How to complete this task
Please print the part of the passage on the abolition of slavery in Brazil that begins at the words "The abolition did" and stops after "he points out.". Keep every word unchanged.

Text passage

↓

The abolition of slavery in Brazil in 1888 condemned the blacks to continue living as victims of the system, since they were free, but without education, documents, money, housing, employment, schooling or any other kind of social assistance provided by the State. Therefore, the Golden Law was unable to transform the deep economic and social inequalities. The master/slave relationship became white/black, both hierarchical.

The abolition did not allow the blacks to have the same living conditions as the rest of the population, besides not bringing citizenship to the freed blacks. Sociologist and political scientist Antônio Carlos Mazzeo, from the São Paulo State University (Unesp), explains that there was little investment in the integration of the blacks into the national economy. "When the Golden Law was promulgated, the marginalization of the black man in Brazil happened. They were excluded from the economy", he adds. He says that this population is still marginalized. "Most black people live in favelas, without jobs, in prisons, and don't have access to education. Still in Brazil the black population is a systematic victim of racist ideology", he points out.

After the abolition, the black population went through great socio-economic difficulties, ignored by various sectors of society, which marginalized them and in a certain way pushed them out of the urban centers because of a hygienist policy, being the genesis of the slumming process. However, it would not be wise to apply this pattern built by a traditional historiography with the purpose of establishing a universalization of the unemployed, illiterate, lazy, promiscuous black person, etc.

Even being in a situation of invisibility and exposed to recurring racism, freed blacks were also able to create new social and labor relations. With the end of slavery, it was possible to negotiate these new forms of work, for example on the old farms, becoming independent in subsistence farming or in new forms of urban work. Dário de Bittencourt and Carlos da Silva Santos are two examples of blacks who were born in the beginning of the 20th century, who had two different social conditions, but were academic intellectuals who were successful in the political world, going against the stereotype established after slavery.

This historiographical current has been criticized for romanticizing this marginalization of the freedman who was replaced by the European immigrant, a view that places a Paulista context as a single national history, not presenting an explanatory potential for an entire period.

== Freed Female Life ==
Throughout Brazil's history of slavery, women were oppressed and used by the slave masters in a different way than males. Female slaves endured sexualization and sexual abuse on top of labor intensive jobs and the house hold jobs typically associated with maids (laundry, cleaning, cooking, childcare , etc). Women were even expected to serve as wet nurses to their masters children at the expensive of their own child's wellbeing and life. Some experts in the field believe that 92% of enslaved women who were rented out as wet nurses in Rio were separated from their own babies to fulfill their duty to their master. Just because slavery ended did not mean the end of the white men taking advantage of black women. When slavery ended, many women were forced back into these sexual shackles as they had no choice but to provide "services" and be bound to sexual relationships in exchange for the money they needed to survive as a freed individual.

↑

Material provided
↓

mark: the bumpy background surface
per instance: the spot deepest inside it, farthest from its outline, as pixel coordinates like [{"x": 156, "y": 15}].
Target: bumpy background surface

↑

Result
The abolition did not allow the blacks to have the same living conditions as the rest of the population, besides not bringing citizenship to the freed blacks. Sociologist and political scientist Antônio Carlos Mazzeo, from the São Paulo State University (Unesp), explains that there was little investment in the integration of the blacks into the national economy. "When the Golden Law was promulgated, the marginalization of the black man in Brazil happened. They were excluded from the economy", he adds. He says that this population is still marginalized. "Most black people live in favelas, without jobs, in prisons, and don't have access to education. Still in Brazil the black population is a systematic victim of racist ideology", he points out.